- [DIRECTIONS]:
Go through the following data and transcribe exactly the stretch of lines from the one holding "Task: point out the man's hand, placing" to the one holding "[[367, 358], [170, 135], [530, 208]]", both included.

----

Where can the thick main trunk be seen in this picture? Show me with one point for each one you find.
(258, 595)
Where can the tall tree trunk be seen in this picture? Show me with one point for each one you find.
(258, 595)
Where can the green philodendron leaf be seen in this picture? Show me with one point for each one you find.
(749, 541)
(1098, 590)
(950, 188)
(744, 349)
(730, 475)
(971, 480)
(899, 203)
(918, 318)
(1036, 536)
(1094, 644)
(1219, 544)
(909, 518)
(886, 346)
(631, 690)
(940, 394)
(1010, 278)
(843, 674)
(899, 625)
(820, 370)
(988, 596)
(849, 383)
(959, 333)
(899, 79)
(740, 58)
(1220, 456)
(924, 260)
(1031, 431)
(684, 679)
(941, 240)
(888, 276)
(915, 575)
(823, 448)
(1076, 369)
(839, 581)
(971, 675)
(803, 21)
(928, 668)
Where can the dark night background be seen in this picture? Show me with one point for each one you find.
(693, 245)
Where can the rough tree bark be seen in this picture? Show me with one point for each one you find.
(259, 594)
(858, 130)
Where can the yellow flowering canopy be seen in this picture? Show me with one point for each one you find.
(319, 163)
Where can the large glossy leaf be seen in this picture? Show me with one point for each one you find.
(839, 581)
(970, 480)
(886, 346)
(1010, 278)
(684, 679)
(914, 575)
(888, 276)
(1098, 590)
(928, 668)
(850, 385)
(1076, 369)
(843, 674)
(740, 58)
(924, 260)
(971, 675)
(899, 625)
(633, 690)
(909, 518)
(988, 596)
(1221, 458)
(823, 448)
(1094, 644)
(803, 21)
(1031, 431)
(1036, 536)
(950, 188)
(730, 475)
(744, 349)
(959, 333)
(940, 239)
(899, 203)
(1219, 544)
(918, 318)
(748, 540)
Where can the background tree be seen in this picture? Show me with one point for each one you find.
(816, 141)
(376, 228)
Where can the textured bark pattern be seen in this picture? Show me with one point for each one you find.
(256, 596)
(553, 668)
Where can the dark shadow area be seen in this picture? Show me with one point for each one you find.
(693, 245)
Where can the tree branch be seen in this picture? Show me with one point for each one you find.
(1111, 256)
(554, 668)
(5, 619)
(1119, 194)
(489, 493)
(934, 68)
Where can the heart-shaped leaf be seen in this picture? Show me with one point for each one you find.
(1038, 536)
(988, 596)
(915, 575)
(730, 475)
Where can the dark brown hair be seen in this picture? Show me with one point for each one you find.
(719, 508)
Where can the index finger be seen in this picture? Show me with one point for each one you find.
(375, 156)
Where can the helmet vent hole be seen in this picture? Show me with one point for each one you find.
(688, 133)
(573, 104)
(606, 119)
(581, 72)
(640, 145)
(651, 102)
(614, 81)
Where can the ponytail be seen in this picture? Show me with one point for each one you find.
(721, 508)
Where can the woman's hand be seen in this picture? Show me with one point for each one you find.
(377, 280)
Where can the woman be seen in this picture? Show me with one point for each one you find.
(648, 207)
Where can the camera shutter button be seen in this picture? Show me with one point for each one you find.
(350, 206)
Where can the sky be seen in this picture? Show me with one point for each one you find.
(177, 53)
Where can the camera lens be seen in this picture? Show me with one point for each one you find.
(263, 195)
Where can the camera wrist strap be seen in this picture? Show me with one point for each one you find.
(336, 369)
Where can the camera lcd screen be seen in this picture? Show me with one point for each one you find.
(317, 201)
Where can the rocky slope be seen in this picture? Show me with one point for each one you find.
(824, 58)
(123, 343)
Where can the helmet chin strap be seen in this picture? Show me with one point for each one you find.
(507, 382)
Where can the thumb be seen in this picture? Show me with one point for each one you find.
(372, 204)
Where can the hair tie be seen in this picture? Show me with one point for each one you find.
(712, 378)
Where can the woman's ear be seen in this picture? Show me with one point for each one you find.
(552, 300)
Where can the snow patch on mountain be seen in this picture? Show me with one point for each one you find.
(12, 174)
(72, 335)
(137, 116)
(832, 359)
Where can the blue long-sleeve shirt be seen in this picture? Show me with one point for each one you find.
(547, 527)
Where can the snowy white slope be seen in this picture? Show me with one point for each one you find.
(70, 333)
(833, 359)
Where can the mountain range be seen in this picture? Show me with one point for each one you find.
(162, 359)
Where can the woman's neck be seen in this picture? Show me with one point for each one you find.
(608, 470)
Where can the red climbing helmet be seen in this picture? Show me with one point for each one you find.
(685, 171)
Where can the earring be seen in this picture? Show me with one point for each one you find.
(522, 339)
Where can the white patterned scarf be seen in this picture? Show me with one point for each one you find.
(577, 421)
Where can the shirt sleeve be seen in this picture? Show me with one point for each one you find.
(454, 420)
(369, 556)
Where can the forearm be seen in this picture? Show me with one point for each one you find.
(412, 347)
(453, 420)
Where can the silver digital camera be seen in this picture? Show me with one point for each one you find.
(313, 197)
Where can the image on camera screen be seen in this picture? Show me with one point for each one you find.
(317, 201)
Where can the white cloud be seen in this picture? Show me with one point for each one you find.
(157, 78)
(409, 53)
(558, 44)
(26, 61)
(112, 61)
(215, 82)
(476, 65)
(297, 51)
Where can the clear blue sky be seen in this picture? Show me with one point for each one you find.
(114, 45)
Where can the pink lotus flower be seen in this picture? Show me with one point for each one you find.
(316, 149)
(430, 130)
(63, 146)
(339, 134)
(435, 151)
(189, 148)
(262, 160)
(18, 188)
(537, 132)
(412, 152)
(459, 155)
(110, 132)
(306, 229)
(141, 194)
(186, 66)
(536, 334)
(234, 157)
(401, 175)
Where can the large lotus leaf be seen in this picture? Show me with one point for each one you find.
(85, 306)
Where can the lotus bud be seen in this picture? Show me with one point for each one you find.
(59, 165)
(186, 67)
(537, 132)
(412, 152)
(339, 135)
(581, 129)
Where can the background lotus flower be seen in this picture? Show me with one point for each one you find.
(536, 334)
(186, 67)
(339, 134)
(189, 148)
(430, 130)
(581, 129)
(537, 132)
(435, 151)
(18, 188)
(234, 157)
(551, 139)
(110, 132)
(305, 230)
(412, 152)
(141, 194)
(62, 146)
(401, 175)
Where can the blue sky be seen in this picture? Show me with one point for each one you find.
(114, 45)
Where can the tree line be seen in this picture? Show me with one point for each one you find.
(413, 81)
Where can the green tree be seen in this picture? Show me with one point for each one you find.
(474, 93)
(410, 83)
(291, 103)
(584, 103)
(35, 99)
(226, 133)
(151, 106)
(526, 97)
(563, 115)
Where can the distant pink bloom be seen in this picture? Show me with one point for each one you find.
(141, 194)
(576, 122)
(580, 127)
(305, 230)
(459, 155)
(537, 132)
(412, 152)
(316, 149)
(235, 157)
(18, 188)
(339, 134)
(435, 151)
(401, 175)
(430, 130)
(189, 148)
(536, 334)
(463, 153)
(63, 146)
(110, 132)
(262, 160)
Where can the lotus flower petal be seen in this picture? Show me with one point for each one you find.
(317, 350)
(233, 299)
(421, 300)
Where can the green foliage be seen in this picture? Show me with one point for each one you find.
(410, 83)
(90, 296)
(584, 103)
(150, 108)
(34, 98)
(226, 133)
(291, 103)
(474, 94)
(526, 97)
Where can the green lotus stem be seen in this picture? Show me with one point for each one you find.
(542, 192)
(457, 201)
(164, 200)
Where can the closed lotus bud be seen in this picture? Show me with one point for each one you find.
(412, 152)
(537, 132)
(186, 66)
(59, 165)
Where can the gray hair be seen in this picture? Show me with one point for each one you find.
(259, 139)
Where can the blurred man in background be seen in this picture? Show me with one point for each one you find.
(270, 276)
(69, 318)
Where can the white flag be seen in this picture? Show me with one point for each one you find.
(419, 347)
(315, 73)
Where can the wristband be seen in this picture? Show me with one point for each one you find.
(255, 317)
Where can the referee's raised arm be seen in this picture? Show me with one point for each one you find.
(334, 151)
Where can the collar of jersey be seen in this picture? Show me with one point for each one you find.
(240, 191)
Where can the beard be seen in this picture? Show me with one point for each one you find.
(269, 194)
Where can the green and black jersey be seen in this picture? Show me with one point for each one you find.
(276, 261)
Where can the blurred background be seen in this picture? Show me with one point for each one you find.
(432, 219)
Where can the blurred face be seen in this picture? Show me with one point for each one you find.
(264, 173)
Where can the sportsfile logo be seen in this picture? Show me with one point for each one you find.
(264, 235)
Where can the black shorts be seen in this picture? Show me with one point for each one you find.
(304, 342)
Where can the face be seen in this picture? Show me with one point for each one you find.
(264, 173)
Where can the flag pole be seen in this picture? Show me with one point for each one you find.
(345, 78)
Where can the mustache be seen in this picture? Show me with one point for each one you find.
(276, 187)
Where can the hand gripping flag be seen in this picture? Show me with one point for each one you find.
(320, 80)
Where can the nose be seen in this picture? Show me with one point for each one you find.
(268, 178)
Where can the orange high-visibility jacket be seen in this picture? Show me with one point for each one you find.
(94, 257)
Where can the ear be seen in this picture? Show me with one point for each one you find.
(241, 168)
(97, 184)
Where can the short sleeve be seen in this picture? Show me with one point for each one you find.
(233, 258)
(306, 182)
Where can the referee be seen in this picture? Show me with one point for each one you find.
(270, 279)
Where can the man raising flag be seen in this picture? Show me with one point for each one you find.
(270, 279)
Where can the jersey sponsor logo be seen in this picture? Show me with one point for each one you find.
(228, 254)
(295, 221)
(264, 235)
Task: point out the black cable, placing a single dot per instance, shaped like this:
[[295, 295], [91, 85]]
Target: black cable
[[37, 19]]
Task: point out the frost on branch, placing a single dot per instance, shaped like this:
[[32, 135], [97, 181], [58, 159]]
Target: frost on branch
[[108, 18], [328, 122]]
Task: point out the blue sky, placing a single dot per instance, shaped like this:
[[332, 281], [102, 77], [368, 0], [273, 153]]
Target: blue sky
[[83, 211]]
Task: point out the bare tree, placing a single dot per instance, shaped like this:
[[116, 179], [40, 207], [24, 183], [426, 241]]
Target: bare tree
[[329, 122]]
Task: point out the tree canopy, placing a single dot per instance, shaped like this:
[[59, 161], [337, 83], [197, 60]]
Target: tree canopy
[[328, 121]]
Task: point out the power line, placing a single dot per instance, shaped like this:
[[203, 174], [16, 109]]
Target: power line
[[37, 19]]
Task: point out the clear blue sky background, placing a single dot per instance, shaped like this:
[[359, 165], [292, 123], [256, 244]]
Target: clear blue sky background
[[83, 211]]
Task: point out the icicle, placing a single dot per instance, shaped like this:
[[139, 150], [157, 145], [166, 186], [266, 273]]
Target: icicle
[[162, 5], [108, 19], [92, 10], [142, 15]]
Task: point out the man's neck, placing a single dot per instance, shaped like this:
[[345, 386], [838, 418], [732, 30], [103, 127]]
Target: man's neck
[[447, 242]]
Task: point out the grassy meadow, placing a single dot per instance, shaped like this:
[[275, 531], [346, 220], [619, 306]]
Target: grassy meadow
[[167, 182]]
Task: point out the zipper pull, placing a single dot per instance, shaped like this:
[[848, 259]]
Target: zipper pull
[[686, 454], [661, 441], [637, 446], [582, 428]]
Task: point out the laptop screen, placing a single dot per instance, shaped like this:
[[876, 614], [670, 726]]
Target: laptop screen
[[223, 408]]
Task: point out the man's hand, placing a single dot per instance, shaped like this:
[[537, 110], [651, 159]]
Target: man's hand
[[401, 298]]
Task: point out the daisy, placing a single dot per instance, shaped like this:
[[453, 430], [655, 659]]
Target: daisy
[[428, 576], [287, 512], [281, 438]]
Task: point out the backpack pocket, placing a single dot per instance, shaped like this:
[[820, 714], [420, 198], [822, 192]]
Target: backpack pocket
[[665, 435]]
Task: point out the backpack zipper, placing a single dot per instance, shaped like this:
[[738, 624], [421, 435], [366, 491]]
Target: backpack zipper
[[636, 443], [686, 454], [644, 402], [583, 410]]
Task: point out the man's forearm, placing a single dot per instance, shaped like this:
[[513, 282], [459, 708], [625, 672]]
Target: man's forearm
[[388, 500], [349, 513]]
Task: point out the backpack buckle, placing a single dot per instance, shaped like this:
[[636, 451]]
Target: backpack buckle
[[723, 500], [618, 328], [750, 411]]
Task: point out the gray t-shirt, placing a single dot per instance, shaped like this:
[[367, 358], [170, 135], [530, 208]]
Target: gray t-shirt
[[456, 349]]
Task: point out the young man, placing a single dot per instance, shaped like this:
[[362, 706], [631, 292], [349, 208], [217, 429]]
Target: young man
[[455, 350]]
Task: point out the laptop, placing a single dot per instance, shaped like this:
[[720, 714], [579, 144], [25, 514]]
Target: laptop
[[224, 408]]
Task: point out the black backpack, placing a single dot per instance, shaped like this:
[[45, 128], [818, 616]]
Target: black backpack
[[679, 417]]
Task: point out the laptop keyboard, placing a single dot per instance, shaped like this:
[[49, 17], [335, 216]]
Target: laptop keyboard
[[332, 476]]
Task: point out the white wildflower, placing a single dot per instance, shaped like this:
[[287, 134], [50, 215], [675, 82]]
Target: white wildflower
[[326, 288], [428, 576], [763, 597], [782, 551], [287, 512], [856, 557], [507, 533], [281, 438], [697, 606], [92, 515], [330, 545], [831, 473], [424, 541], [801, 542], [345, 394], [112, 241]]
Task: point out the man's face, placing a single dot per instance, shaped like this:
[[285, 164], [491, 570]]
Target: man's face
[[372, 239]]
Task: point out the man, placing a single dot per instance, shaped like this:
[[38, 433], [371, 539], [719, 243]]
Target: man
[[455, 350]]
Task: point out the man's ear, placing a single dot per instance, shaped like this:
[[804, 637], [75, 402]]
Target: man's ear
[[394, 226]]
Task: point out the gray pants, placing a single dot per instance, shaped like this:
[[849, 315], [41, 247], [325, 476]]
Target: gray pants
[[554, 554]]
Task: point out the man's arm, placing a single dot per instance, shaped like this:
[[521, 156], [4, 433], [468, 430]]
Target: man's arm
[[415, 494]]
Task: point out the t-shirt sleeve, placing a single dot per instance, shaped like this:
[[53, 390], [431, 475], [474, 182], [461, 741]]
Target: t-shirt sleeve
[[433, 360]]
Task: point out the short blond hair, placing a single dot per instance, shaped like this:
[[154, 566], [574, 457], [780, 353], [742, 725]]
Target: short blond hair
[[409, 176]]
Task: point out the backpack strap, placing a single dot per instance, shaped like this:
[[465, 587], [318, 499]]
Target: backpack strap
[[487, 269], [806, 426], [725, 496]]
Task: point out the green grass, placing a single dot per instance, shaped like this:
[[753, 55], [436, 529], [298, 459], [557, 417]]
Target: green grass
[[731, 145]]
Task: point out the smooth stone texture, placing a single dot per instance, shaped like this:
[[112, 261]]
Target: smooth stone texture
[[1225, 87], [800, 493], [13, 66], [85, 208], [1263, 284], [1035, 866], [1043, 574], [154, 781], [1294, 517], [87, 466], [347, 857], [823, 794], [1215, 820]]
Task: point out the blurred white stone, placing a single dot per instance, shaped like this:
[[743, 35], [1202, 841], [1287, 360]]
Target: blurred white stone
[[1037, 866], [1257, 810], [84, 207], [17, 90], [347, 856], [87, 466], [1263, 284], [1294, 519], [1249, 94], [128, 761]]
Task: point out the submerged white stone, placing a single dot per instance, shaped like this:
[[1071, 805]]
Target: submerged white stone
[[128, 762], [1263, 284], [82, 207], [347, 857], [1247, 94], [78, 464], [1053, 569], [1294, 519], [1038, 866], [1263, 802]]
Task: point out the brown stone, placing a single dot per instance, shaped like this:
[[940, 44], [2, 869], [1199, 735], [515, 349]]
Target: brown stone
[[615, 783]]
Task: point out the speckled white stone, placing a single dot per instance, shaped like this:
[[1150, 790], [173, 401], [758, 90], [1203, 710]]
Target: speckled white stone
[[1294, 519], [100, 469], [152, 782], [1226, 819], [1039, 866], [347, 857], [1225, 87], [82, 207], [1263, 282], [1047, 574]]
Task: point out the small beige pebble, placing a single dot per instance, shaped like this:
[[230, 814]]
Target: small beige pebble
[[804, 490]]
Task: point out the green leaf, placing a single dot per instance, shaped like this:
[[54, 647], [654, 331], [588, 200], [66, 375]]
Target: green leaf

----

- [SOLUTION BELOW]:
Task: point out the man's hand, placing a single dot per instance, shaped like this:
[[537, 110], [651, 159]]
Target: man's hand
[[401, 298]]
Task: point out the daisy, placing a single dot per instance, shaped like this:
[[453, 430], [655, 659]]
Target: daisy
[[428, 576], [287, 512], [281, 438]]
Task: point out the backpack pocket, placing a single dot per instance, shaped like this:
[[820, 714], [420, 198], [822, 192]]
Target: backpack pocket
[[665, 435]]
Task: point out the backpack zipper, placing a single dot per instance, shaped like this:
[[738, 624], [421, 435], [366, 491]]
Target: backpack zipper
[[636, 443], [686, 454], [644, 402], [583, 410]]
Task: point out the man's forearm, placing a single dot per instance, shaped like this:
[[513, 282], [459, 708], [625, 672]]
Target: man's forearm
[[388, 500], [349, 513]]
Task: point out the backpack buckle, placing a single dot per instance, shaped like this:
[[636, 451]]
Target: backpack buckle
[[723, 500], [618, 328], [750, 411]]
Task: point out the gray t-shirt, placing a single dot per instance, shaped like this:
[[367, 358], [170, 135], [530, 208]]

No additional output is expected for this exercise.